◆ Exercise input ◆
····················

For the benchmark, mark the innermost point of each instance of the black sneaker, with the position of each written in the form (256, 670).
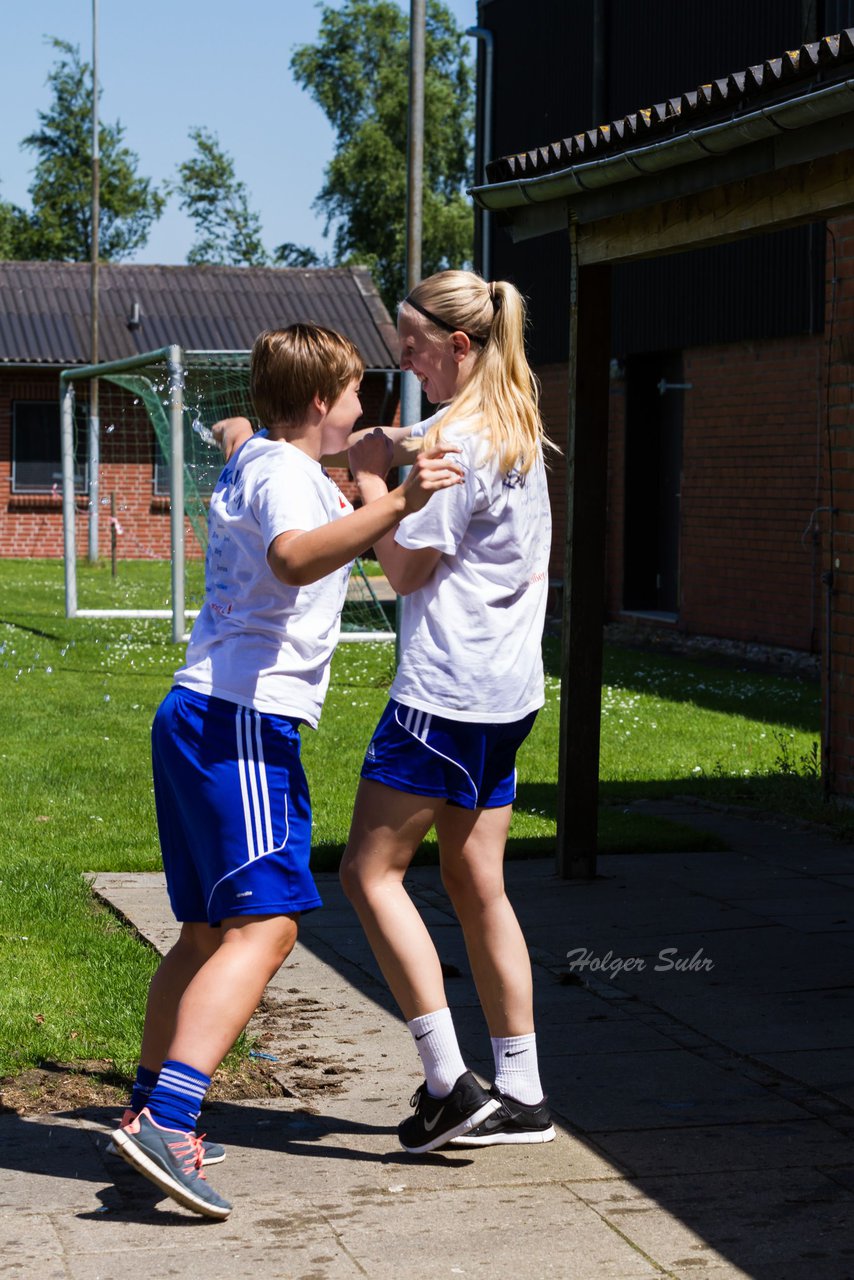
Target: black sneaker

····················

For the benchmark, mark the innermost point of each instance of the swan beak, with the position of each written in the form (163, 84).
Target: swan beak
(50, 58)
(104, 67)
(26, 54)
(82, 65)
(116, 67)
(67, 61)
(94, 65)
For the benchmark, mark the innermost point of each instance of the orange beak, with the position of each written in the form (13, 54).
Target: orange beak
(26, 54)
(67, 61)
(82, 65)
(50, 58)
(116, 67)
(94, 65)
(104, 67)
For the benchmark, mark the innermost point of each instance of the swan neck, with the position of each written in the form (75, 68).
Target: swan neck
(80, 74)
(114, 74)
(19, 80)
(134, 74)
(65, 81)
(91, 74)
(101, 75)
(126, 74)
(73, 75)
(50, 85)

····················

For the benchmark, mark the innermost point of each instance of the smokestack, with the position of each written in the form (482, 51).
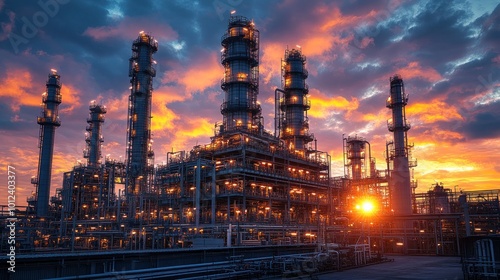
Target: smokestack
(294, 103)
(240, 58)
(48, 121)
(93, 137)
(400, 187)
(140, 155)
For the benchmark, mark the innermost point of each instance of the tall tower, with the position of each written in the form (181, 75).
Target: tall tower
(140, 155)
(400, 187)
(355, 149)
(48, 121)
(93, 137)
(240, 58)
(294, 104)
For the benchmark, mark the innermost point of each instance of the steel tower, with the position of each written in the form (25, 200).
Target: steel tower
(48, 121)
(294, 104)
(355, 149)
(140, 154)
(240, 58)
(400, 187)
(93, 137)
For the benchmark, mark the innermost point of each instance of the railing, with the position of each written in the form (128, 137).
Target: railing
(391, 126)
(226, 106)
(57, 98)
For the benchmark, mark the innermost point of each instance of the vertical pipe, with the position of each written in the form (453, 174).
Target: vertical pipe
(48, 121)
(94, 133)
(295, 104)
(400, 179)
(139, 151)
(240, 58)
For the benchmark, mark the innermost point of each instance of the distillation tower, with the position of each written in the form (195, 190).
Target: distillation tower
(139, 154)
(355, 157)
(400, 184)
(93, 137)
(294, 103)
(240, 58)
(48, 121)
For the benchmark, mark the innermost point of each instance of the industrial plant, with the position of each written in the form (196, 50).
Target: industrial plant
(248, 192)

····················

Turn the lines between the one holding "form (256, 670)." and the one holding "Target: black sneaker", inclusive, into a numbered list with no blank lines, and omit the pictures.

1. For the benchmark, mark the innermost point of each instance of the black sneaker, with the position of each written in the form (256, 670).
2. Target: black sneaker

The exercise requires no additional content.